- _WHAT THIS TASK INVOLVES_
Your job is to retype the records exactly while dropping every picture.

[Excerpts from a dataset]

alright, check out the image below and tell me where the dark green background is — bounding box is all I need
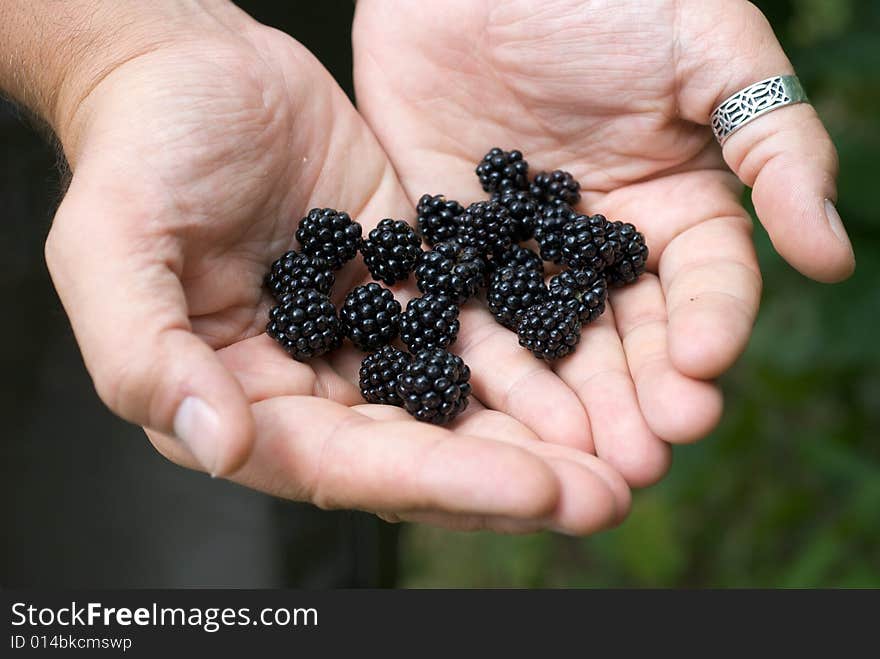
[402,0,880,587]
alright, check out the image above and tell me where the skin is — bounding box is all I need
[0,1,853,534]
[352,0,855,486]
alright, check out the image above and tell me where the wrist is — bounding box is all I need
[0,1,249,154]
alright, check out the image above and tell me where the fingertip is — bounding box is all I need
[812,199,856,282]
[419,434,562,520]
[203,399,256,478]
[639,366,724,444]
[160,331,255,477]
[473,443,562,520]
[584,457,635,524]
[726,106,855,283]
[518,468,563,521]
[754,172,855,282]
[609,439,672,490]
[547,459,622,535]
[668,298,754,379]
[173,369,255,478]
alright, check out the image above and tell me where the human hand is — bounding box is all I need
[38,3,629,534]
[353,0,856,485]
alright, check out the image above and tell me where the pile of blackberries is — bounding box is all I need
[264,148,648,426]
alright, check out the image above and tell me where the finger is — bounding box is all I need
[46,168,254,476]
[238,397,563,517]
[363,402,627,534]
[148,391,625,534]
[612,274,724,444]
[455,301,594,451]
[454,404,631,526]
[662,214,762,379]
[149,397,560,518]
[362,397,630,527]
[385,457,622,536]
[603,171,763,380]
[677,0,854,282]
[554,307,671,488]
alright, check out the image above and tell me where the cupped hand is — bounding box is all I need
[44,8,629,534]
[353,0,855,485]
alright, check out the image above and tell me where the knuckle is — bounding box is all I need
[91,357,152,422]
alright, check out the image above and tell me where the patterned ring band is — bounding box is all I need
[710,75,809,145]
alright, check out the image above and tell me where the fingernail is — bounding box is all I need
[824,199,853,250]
[173,396,221,476]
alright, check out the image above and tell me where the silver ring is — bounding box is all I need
[710,75,808,145]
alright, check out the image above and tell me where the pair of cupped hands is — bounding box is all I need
[45,0,853,535]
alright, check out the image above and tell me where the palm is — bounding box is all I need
[49,25,628,534]
[358,0,707,186]
[353,0,766,484]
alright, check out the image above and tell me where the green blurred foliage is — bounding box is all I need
[401,0,880,588]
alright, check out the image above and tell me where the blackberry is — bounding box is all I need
[534,203,578,263]
[340,283,402,351]
[560,213,616,271]
[487,266,549,330]
[604,221,649,287]
[475,147,529,193]
[397,349,471,425]
[295,208,362,270]
[416,194,464,247]
[414,240,488,305]
[267,288,342,361]
[490,244,545,275]
[360,218,422,285]
[530,169,581,206]
[491,189,539,241]
[548,269,607,324]
[264,251,335,301]
[400,293,460,353]
[359,346,411,406]
[517,299,582,361]
[454,200,513,258]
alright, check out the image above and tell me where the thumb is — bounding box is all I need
[678,0,855,283]
[45,166,254,476]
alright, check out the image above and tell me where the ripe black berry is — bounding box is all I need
[397,349,471,425]
[416,194,464,247]
[264,251,335,301]
[530,169,581,206]
[491,189,539,241]
[548,269,607,324]
[414,240,489,305]
[295,208,362,270]
[454,200,513,258]
[476,147,529,193]
[359,346,411,406]
[604,221,649,287]
[360,218,422,285]
[340,283,402,351]
[267,288,342,361]
[490,244,545,275]
[534,203,578,264]
[560,213,616,271]
[487,266,549,330]
[517,299,582,361]
[400,293,460,353]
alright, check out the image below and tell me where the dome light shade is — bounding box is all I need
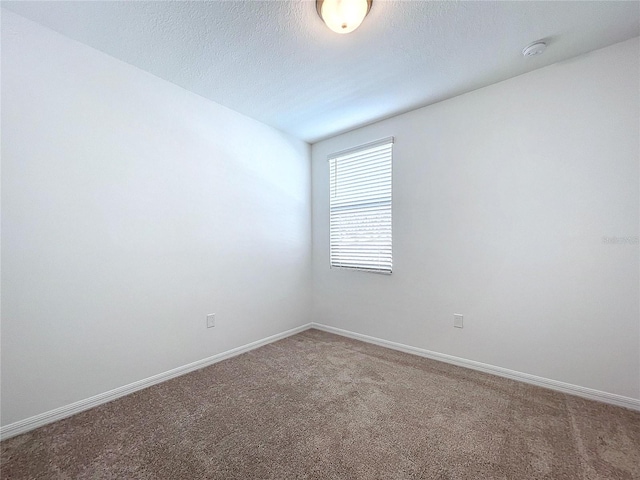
[317,0,372,34]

- _THE ANSWER_
alright, check out the image below and tell me where the dark green background is — bounding box is all I need
[402,0,880,587]
alright, check out the image above and tell me where the skin is — bounding box is all I need
[0,1,853,534]
[352,0,855,486]
alright, check out the image above and tell me where the wrist is — bounding box is all I need
[0,1,249,154]
alright, check out the image above and tell me where the fingertip is — bounding box is all I need
[812,199,856,282]
[419,434,562,520]
[203,399,256,478]
[639,366,724,444]
[160,331,255,477]
[473,443,562,520]
[584,457,635,524]
[726,106,855,283]
[518,468,563,521]
[754,172,855,282]
[609,439,672,490]
[547,459,622,535]
[668,298,754,379]
[173,369,255,478]
alright, check out the image above and tell me where the human hand is — bounding box is all I need
[38,3,629,534]
[353,0,856,485]
alright, check out the image above and tell me where the pile of blackberries is — bounding box is all I need
[264,148,648,426]
alright, check out the image above and tell me where the finger is — bounding box is all I need
[46,168,254,476]
[238,397,563,517]
[363,402,627,534]
[148,391,625,534]
[612,274,724,444]
[455,301,594,451]
[454,404,631,526]
[662,214,762,379]
[149,397,560,518]
[362,397,630,527]
[385,457,622,536]
[603,171,763,380]
[677,0,854,282]
[554,307,671,488]
alright, check out the image above and tell me where the cupped hand is — bounding box is all I need
[44,8,629,534]
[353,0,855,485]
alright, check out the image above and tell me where the knuckle is — bounding box is all I need
[91,357,152,422]
alright, check out the image above and tell me where the patterned ring band is — bounding box is all I need
[710,75,809,145]
alright, check out the image above and tell me where the fingernail is — bounding box is all I need
[824,199,853,250]
[173,396,221,476]
alright, check out the image above and tell me where the silver ring is — bounding box is all I need
[710,75,808,145]
alright, check out the image above and tell me where the pair of cupped hands is — bounding box is all I need
[45,0,853,535]
alright, check out the image above and tell me where the palm is — bounding box is all I need
[49,25,628,534]
[358,0,707,186]
[353,0,766,484]
alright, check out the image above and tell me where the green blurred foliage is — bounding box is all I need
[401,0,880,588]
alright, check out the image above and tell me where the blackberry is — bounding box is all I need
[534,203,578,263]
[340,283,402,351]
[560,213,616,271]
[487,266,549,330]
[604,221,649,287]
[475,147,529,193]
[397,349,471,425]
[295,208,362,270]
[416,194,464,247]
[414,240,488,305]
[267,288,342,361]
[490,244,545,275]
[360,218,422,285]
[530,169,581,206]
[491,189,539,241]
[548,269,607,324]
[264,251,335,301]
[400,293,460,353]
[359,346,411,406]
[517,299,582,361]
[454,200,513,258]
alright, check out the image above and tell me where the thumb is — bounding box is all I need
[678,0,855,283]
[45,166,254,476]
alright, check out the image above and tell me where the ripe black berry is — bounding box is all I need
[397,349,471,425]
[416,194,464,247]
[264,251,335,301]
[530,169,581,206]
[491,189,539,241]
[548,269,607,324]
[414,240,489,305]
[295,208,362,270]
[454,200,513,258]
[476,147,529,193]
[359,346,411,406]
[604,221,649,287]
[360,218,422,285]
[340,283,402,351]
[267,288,342,361]
[490,244,545,275]
[534,203,578,264]
[560,213,616,271]
[487,266,549,330]
[517,299,582,361]
[400,293,460,353]
alright, check out the image below and tell me where the dome light shade is — bounding box is all I need
[317,0,372,34]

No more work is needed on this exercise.